GOAL: In the projector repair excerpt below, what condition were the two felt discs around the claw/cam area in when they were found?

Closer examination  suggests the fixing of the gears is less flimsy than I first thought. There

may be a "keyway", ie a slot in both gear and shaft into which a small piece of metal fits, providing positive

engagement. It must be pretty tiny, mind. Having got it the rest of the way apart, it seems obvious what the

principal cause of seizing up must have been.

 

                       

 

Pic 3 shows there are two big fat felt discs around the claw/cam area. They were bone dry and absorbed a lot of oil,

without starting to leak it out again. This seems to be an increasingly common syndrome. An old projector, maybe

unused for years, is pressed back into service and one hesitates to put too much oil in, remembering all those

injunctions in instruction books not to over-oil. So it never gets enuff oil to re-charge felt reservoirs or penetrate

fully to all the surfaces needing oil, which are anyway covered with a layer of old, dried-up gunk which has become

sticky and is certainly not doing the lubricating job it was originally applied to do. It may well be that a major

overhaul every 40 to 50 years is sensible. Another thing I found with this particular machine was that the mech as seen

in pic 4 was stiff. I wondered whether maybe fibre gears tend to grow very slightly over time, eg due to absorbing oil.

SOURCE DATA:
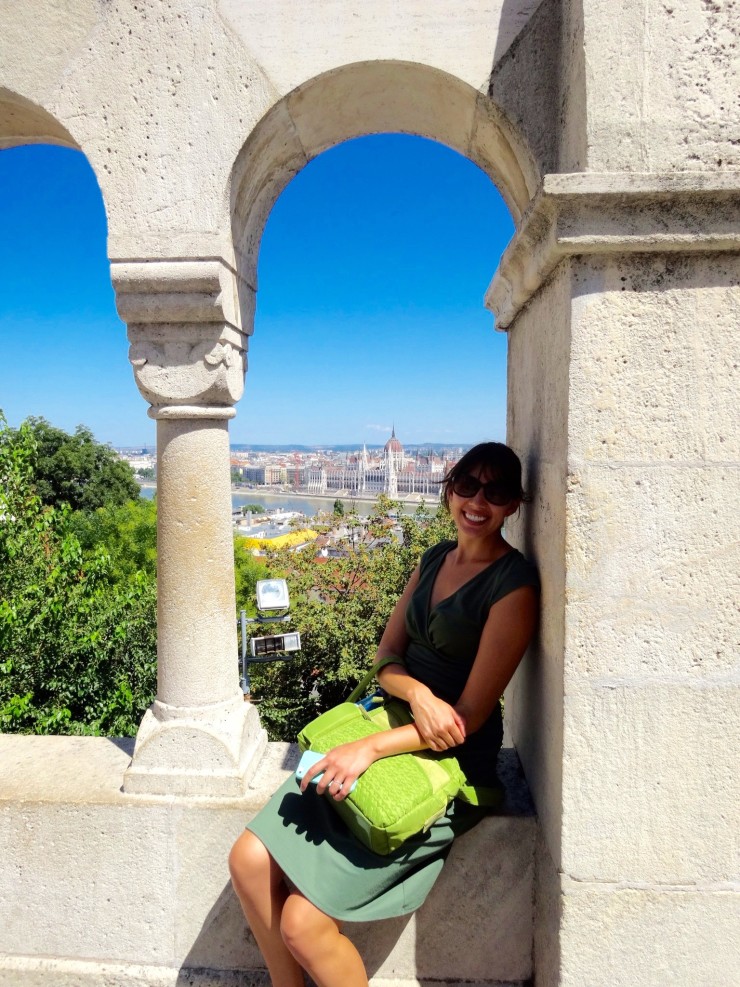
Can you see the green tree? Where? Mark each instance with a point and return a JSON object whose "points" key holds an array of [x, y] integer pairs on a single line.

SOLUTION FOR THIS TASK: They were bone dry.